=== The problem ===
Edit the listing below by swapping "patterned area rug" for "woven floor mat" wherever it appears, keeping every other line unchanged. Leave the pictures out of your copy.

[Image segmentation listing]
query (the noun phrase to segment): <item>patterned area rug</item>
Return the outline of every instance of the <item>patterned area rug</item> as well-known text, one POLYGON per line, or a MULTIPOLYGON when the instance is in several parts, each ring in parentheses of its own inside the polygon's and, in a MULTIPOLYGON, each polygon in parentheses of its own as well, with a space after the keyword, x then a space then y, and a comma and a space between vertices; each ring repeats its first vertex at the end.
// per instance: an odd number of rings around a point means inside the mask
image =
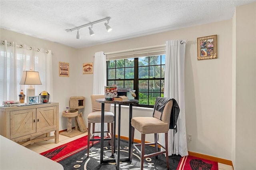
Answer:
POLYGON ((188 156, 182 158, 177 170, 218 170, 218 162, 188 156))
MULTIPOLYGON (((111 149, 108 141, 104 142, 104 159, 112 159, 111 149)), ((64 170, 116 170, 116 163, 109 163, 100 164, 100 155, 99 149, 100 143, 98 143, 90 150, 89 157, 87 158, 87 148, 73 154, 68 158, 63 159, 58 162, 64 167, 64 170)), ((120 157, 128 156, 128 142, 121 140, 120 157)), ((146 154, 152 153, 154 149, 152 146, 147 146, 145 148, 146 154)), ((180 160, 180 155, 169 156, 170 170, 176 170, 180 160)), ((120 170, 138 170, 140 169, 140 156, 135 150, 133 151, 132 162, 120 162, 120 170)), ((144 170, 166 170, 166 158, 164 155, 158 155, 158 159, 155 157, 148 158, 144 162, 144 170)))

=== Solution to the exercise ===
query (the noun phrase to segment): <item>woven floor mat</item>
Return the outline of every instance of the <item>woven floor mat</item> as well-known text, one POLYGON per line, or a MULTIPOLYGON when the instance is in several parts, each ring in parentheses of its own inside the polygon's and, in a MULTIPOLYGON, each polygon in parentheses of its own as well, with a space after the keyword, x then a space then y, and a comma and a space between vertices; each ring repeats its first vertex at the end.
// per instance: an odd number of rings around a point means inside the mask
image =
Answer:
POLYGON ((188 156, 182 158, 177 170, 218 170, 218 162, 188 156))
MULTIPOLYGON (((111 149, 108 141, 104 142, 104 159, 112 159, 111 149)), ((64 170, 116 170, 116 163, 109 163, 100 164, 100 155, 99 149, 100 143, 98 143, 90 150, 89 157, 87 158, 87 148, 73 154, 68 158, 63 159, 58 162, 64 167, 64 170)), ((120 157, 128 156, 128 142, 121 140, 120 157)), ((146 154, 152 153, 154 149, 152 146, 147 146, 145 148, 146 154)), ((180 160, 180 155, 169 156, 170 170, 176 170, 180 160)), ((120 170, 138 170, 140 169, 140 156, 135 150, 133 151, 132 162, 120 162, 120 170)), ((144 170, 166 170, 166 158, 164 155, 158 155, 158 159, 155 157, 148 158, 144 162, 144 170)))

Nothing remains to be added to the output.